Work required: Recast every line of the items below as a Markdown table with the columns "Row" and "Line Text", numbering the rows and skipping blank lines. Leave the pictures out of the table.

======

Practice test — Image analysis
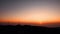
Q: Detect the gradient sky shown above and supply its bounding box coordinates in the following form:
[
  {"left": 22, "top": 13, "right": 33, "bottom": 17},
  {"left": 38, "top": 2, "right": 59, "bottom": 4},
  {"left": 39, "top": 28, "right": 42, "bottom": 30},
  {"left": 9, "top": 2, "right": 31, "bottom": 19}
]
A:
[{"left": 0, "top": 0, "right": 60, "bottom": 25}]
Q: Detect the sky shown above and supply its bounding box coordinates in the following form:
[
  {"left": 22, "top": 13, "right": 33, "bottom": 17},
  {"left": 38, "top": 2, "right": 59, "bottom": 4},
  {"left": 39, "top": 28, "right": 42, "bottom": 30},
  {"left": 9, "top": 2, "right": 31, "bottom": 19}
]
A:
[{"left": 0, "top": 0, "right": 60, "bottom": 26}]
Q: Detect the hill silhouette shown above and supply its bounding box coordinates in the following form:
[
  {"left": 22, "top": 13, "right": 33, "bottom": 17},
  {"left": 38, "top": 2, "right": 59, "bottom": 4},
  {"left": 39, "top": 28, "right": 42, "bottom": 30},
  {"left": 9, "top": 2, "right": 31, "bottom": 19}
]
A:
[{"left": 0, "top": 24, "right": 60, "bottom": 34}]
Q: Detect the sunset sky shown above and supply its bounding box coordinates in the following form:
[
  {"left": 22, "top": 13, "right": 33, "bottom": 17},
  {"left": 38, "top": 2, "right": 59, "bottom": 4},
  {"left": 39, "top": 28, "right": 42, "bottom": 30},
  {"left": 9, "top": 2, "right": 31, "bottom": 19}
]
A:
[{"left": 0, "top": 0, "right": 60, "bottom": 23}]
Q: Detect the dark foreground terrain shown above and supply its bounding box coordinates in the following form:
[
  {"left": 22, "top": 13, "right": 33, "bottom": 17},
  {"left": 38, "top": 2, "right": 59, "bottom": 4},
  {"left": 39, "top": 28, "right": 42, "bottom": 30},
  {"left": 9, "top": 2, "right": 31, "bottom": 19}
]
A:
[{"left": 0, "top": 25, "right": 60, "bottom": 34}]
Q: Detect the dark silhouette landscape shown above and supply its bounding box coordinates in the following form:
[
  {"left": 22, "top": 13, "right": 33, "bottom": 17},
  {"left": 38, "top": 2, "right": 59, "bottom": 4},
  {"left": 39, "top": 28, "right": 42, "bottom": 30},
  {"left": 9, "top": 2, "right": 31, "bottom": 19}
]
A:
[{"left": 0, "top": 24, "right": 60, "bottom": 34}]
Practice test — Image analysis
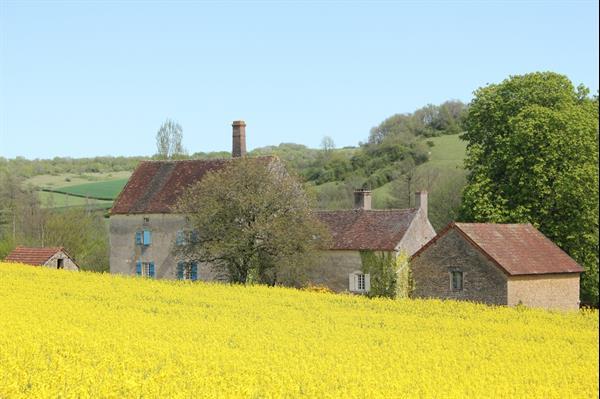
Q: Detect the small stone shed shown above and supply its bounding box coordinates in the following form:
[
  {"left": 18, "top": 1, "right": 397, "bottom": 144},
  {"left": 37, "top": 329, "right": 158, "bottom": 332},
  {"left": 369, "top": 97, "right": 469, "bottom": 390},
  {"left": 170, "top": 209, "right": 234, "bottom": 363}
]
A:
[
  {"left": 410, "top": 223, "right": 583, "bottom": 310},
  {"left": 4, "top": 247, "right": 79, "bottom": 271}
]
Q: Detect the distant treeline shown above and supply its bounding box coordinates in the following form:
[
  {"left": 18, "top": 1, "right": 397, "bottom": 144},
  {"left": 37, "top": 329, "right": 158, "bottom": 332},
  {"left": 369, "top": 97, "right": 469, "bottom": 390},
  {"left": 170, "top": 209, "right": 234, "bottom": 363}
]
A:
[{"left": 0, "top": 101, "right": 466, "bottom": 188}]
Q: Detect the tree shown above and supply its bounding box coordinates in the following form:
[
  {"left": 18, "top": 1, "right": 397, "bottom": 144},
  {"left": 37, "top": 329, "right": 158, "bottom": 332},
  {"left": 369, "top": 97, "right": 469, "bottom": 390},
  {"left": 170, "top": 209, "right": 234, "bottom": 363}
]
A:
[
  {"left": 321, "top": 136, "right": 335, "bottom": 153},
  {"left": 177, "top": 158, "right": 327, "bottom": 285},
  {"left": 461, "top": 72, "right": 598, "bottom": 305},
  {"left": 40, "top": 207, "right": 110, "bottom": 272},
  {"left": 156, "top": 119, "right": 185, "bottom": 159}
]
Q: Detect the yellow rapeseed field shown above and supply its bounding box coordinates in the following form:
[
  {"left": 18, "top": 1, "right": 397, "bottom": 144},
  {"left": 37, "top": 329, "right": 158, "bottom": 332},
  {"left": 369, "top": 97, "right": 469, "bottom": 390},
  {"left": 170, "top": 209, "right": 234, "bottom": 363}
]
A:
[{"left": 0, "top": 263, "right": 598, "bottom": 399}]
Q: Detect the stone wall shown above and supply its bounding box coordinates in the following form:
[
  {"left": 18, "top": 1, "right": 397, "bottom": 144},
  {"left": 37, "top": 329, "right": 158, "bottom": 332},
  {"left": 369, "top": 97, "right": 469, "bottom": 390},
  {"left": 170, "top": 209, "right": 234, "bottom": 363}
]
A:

======

Exercise response:
| Row | Line Text |
|---|---|
| 1 | Practice test — Image analysis |
| 2 | Q: Detect the gradient sky shown above and supply its bounding box coordinates in the following form: |
| 3 | [ |
| 4 |   {"left": 22, "top": 13, "right": 33, "bottom": 17}, |
| 5 |   {"left": 38, "top": 2, "right": 59, "bottom": 4}, |
| 6 |   {"left": 39, "top": 28, "right": 42, "bottom": 30}, |
| 7 |   {"left": 9, "top": 2, "right": 31, "bottom": 19} |
| 8 | ] |
| 9 | A: |
| 10 | [{"left": 0, "top": 0, "right": 60, "bottom": 25}] |
| 11 | Q: Detect the sky shown above and supply its bounding box coordinates in the following form: |
| 12 | [ |
| 13 |   {"left": 22, "top": 13, "right": 33, "bottom": 17}, |
| 14 |   {"left": 38, "top": 2, "right": 59, "bottom": 4}, |
| 15 |   {"left": 39, "top": 28, "right": 42, "bottom": 30}, |
| 16 |   {"left": 9, "top": 2, "right": 31, "bottom": 19} |
| 17 | ] |
| 18 | A: |
| 19 | [{"left": 0, "top": 0, "right": 60, "bottom": 26}] |
| 20 | Q: Detect the hill silhouette shown above and supply its bounding box coordinates in the following form: |
| 21 | [ |
| 22 |   {"left": 22, "top": 13, "right": 33, "bottom": 17}, |
| 23 |   {"left": 38, "top": 2, "right": 59, "bottom": 4}, |
| 24 |   {"left": 39, "top": 28, "right": 42, "bottom": 30}, |
| 25 |   {"left": 9, "top": 2, "right": 31, "bottom": 19} |
| 26 | ] |
| 27 | A: |
| 28 | [{"left": 0, "top": 24, "right": 60, "bottom": 34}] |
| 29 | Q: Detect the sunset sky shown above and supply its bounding box coordinates in the following form: |
| 30 | [ |
| 31 |   {"left": 22, "top": 13, "right": 33, "bottom": 17}, |
| 32 |   {"left": 38, "top": 2, "right": 59, "bottom": 4}, |
| 33 |   {"left": 39, "top": 28, "right": 42, "bottom": 30}, |
| 34 |   {"left": 9, "top": 2, "right": 31, "bottom": 19} |
| 35 | ] |
| 36 | A: |
| 37 | [{"left": 0, "top": 0, "right": 60, "bottom": 23}] |
| 38 | Q: Detect the dark foreground terrain shown above and supply its bounding box coordinates in the following form: |
| 39 | [ |
| 40 |   {"left": 22, "top": 13, "right": 33, "bottom": 17}, |
| 41 |   {"left": 38, "top": 2, "right": 59, "bottom": 4}, |
| 42 |   {"left": 39, "top": 28, "right": 42, "bottom": 30}, |
| 43 |   {"left": 9, "top": 2, "right": 31, "bottom": 19} |
| 44 | ] |
| 45 | A: |
| 46 | [{"left": 0, "top": 25, "right": 60, "bottom": 34}] |
| 47 | Q: Detect the dark silhouette landscape shown above and supply its bounding box coordinates in the following form: |
| 48 | [ |
| 49 |   {"left": 22, "top": 13, "right": 33, "bottom": 17}, |
| 50 |   {"left": 38, "top": 2, "right": 59, "bottom": 4}, |
| 51 |   {"left": 39, "top": 28, "right": 42, "bottom": 30}, |
| 52 |   {"left": 9, "top": 2, "right": 31, "bottom": 19} |
| 53 | ] |
| 54 | A: |
| 55 | [{"left": 0, "top": 24, "right": 60, "bottom": 34}] |
| 56 | Practice test — Image analysis |
| 57 | Q: Detect the small stone shed shown above and supply its bounding box coordinates in the following form: |
| 58 | [ |
| 59 |   {"left": 18, "top": 1, "right": 397, "bottom": 144}, |
| 60 |   {"left": 37, "top": 329, "right": 158, "bottom": 332}, |
| 61 |   {"left": 369, "top": 97, "right": 469, "bottom": 390}, |
| 62 |   {"left": 170, "top": 209, "right": 234, "bottom": 363} |
| 63 | ] |
| 64 | A: |
| 65 | [ |
| 66 |   {"left": 410, "top": 223, "right": 583, "bottom": 310}, |
| 67 |   {"left": 4, "top": 247, "right": 79, "bottom": 271} |
| 68 | ] |
| 69 | Q: Detect the distant treeline shown above and supply its bounding box coordinates in the following form: |
| 70 | [ |
| 71 |   {"left": 18, "top": 1, "right": 397, "bottom": 144}, |
| 72 |   {"left": 37, "top": 329, "right": 158, "bottom": 332}, |
| 73 |   {"left": 369, "top": 97, "right": 469, "bottom": 390}, |
| 74 |   {"left": 170, "top": 209, "right": 234, "bottom": 363} |
| 75 | ] |
| 76 | A: |
| 77 | [{"left": 0, "top": 101, "right": 466, "bottom": 188}] |
| 78 | Q: Detect the tree shown above and supply its bounding box coordinates in the following form: |
| 79 | [ |
| 80 |   {"left": 18, "top": 1, "right": 397, "bottom": 144}, |
| 81 |   {"left": 37, "top": 329, "right": 158, "bottom": 332}, |
| 82 |   {"left": 369, "top": 97, "right": 469, "bottom": 390}, |
| 83 |   {"left": 170, "top": 209, "right": 234, "bottom": 363} |
| 84 | ] |
| 85 | A: |
| 86 | [ |
| 87 |   {"left": 321, "top": 136, "right": 335, "bottom": 153}, |
| 88 |   {"left": 177, "top": 158, "right": 327, "bottom": 285}, |
| 89 |   {"left": 461, "top": 72, "right": 598, "bottom": 305}, |
| 90 |   {"left": 40, "top": 207, "right": 110, "bottom": 272}, |
| 91 |   {"left": 156, "top": 119, "right": 185, "bottom": 159} |
| 92 | ] |
| 93 | Q: Detect the yellow rapeseed field shown above and supply its bounding box coordinates in the following form: |
| 94 | [ |
| 95 |   {"left": 18, "top": 1, "right": 397, "bottom": 144}, |
| 96 |   {"left": 37, "top": 329, "right": 158, "bottom": 332}, |
| 97 |   {"left": 369, "top": 97, "right": 469, "bottom": 390}, |
| 98 |   {"left": 170, "top": 209, "right": 234, "bottom": 363} |
| 99 | ] |
| 100 | A: |
| 101 | [{"left": 0, "top": 263, "right": 598, "bottom": 399}] |
| 102 | Q: Detect the stone wall shown above and supply its bounding box coordinates in the following form: |
| 103 | [ |
| 104 |   {"left": 18, "top": 1, "right": 397, "bottom": 144}, |
| 105 |   {"left": 37, "top": 329, "right": 158, "bottom": 332}, |
| 106 |   {"left": 369, "top": 97, "right": 469, "bottom": 390}, |
| 107 |   {"left": 170, "top": 209, "right": 234, "bottom": 363} |
| 108 | ] |
| 109 | A: |